▶ **EXERCISE OBJECTIVE**
Rewrite everything from the start of the material down to the line containing "[[95, 134], [261, 133], [30, 122], [196, 127], [356, 137]]", swapping "single line" for "one line" and leaving all else as it is.
++++ RECORDS FOR THE TASK ++++
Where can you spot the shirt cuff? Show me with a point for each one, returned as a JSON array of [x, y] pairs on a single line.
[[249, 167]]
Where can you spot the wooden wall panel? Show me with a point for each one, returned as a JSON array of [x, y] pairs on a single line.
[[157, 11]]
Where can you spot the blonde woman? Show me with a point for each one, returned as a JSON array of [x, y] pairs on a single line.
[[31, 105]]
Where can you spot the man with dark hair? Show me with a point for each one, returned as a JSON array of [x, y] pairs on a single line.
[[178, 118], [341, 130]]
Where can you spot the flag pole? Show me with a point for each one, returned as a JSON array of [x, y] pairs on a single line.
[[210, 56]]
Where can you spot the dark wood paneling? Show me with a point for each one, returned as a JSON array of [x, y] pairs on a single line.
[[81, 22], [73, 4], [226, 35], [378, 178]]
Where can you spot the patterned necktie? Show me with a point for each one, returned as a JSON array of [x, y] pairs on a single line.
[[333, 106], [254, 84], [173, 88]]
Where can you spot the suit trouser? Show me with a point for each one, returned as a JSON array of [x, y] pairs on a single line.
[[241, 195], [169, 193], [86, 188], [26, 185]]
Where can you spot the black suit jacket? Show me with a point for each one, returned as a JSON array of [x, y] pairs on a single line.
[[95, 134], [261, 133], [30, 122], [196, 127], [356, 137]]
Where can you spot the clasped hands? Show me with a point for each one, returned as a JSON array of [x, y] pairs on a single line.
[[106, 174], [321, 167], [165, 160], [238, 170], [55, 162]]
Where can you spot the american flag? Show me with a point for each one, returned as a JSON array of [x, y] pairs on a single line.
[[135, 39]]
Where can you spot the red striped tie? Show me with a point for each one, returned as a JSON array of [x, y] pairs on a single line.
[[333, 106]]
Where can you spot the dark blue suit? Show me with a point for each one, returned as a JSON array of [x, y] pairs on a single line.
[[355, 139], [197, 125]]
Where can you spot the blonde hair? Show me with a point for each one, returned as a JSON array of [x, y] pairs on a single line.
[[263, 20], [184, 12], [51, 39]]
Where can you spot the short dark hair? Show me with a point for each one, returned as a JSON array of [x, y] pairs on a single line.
++++
▶ **WRITTEN RESPONSE**
Where can you spot the shirt cuff? Show me with a point for each one, returned as a JSON array of [x, y] pairs on a one line.
[[249, 167]]
Where can you spot the wooden wall panel? Show me with a point for each one, returned as a JSON array of [x, y] pairs on a one line.
[[157, 11]]
Where can you spot the blonde woman? Show me with a point for each one, returned as a JSON array of [x, y] pairs on a one line.
[[31, 105]]
Where can you spot the man with dark hair? Show me with a point for each one, returned as a JSON array of [x, y] pairs on a one line.
[[178, 118], [341, 130]]
Where can you spot the flag pole? Show me with a point for each one, returned as a JSON array of [x, y] pairs on a one line.
[[210, 56]]
Where can you spot the dark wood paneling? Show me with a point for each one, returned as a JSON array of [x, y] pairs on a one line.
[[81, 22], [73, 4], [226, 35], [378, 178]]
Where can you spot the patterned necktie? Show me with a point for each one, returned as a JSON array of [x, y] pairs on a one line.
[[333, 106], [254, 84], [173, 88]]
Where can you spot the suit trouser? Show me with a point for each one, returned as a JSON array of [x, y] pairs on a one line.
[[241, 195], [169, 193], [86, 188], [26, 185]]
Where can you spot the black suit jacket? Show me with a point for each one, returned as a JSON array of [x, y] pairs on a one line.
[[95, 134], [261, 133], [30, 122], [196, 127], [356, 137]]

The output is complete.